__Required work__
Retype verbatim the lines of the data below, starting at the line that contains "of the coastal" and ending at the line that contains "810), (76, 892)]", with both of those lines included.

__Data for this task__
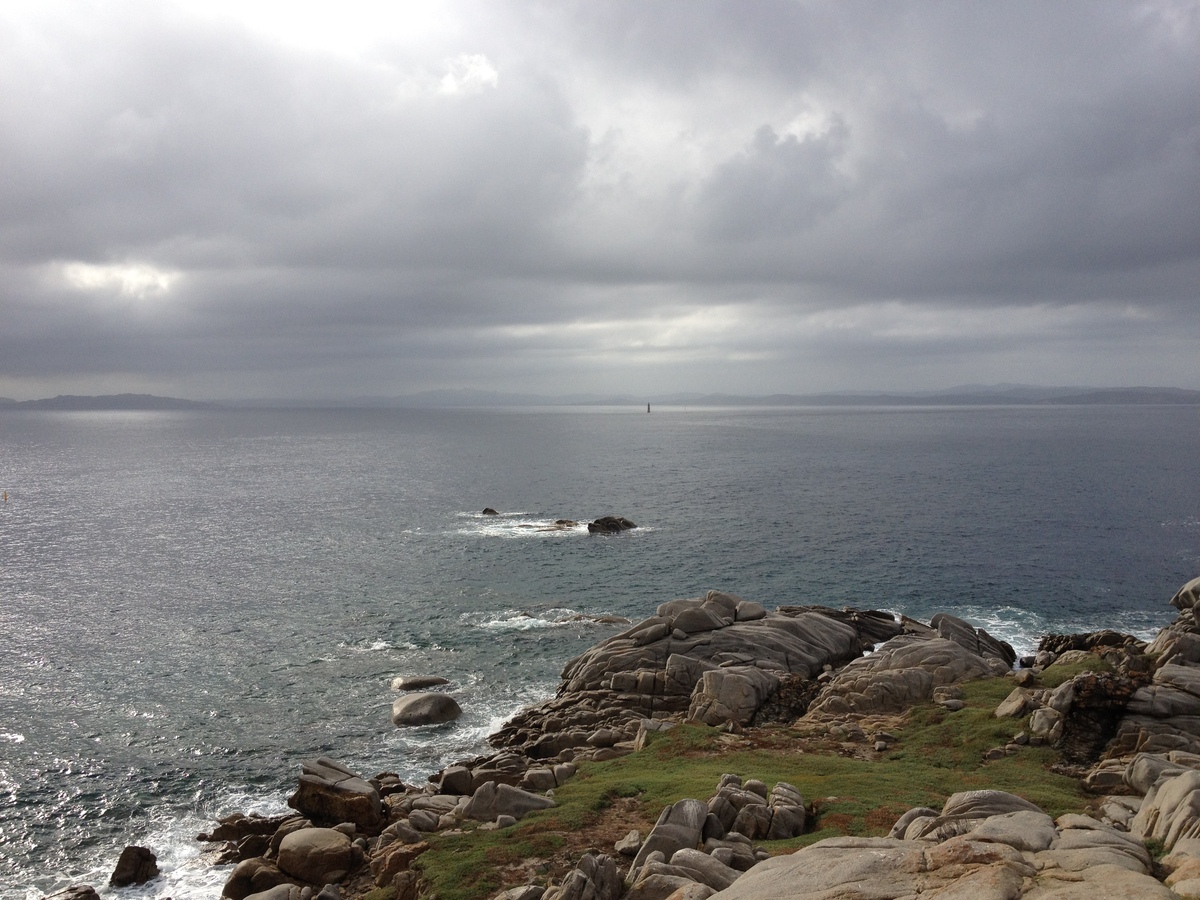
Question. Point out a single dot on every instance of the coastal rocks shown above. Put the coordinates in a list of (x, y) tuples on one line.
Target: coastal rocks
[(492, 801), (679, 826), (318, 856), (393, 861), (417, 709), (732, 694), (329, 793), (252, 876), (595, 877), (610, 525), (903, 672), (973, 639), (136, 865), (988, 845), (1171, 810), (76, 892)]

==

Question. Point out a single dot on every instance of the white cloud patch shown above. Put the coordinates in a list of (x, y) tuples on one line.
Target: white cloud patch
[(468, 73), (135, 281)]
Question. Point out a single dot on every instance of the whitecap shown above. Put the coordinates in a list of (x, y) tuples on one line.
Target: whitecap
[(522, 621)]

__Result for this task__
Question. Point out a single dot on every instance of the coastal rocks shown above. Put the coordinates in a list of (x, y) tuples on one line.
Target: coastal rocks
[(492, 801), (679, 826), (318, 856), (393, 861), (417, 709), (732, 694), (329, 793), (252, 876), (595, 877), (610, 525), (903, 672), (973, 639), (136, 865), (988, 845), (1171, 810), (76, 892)]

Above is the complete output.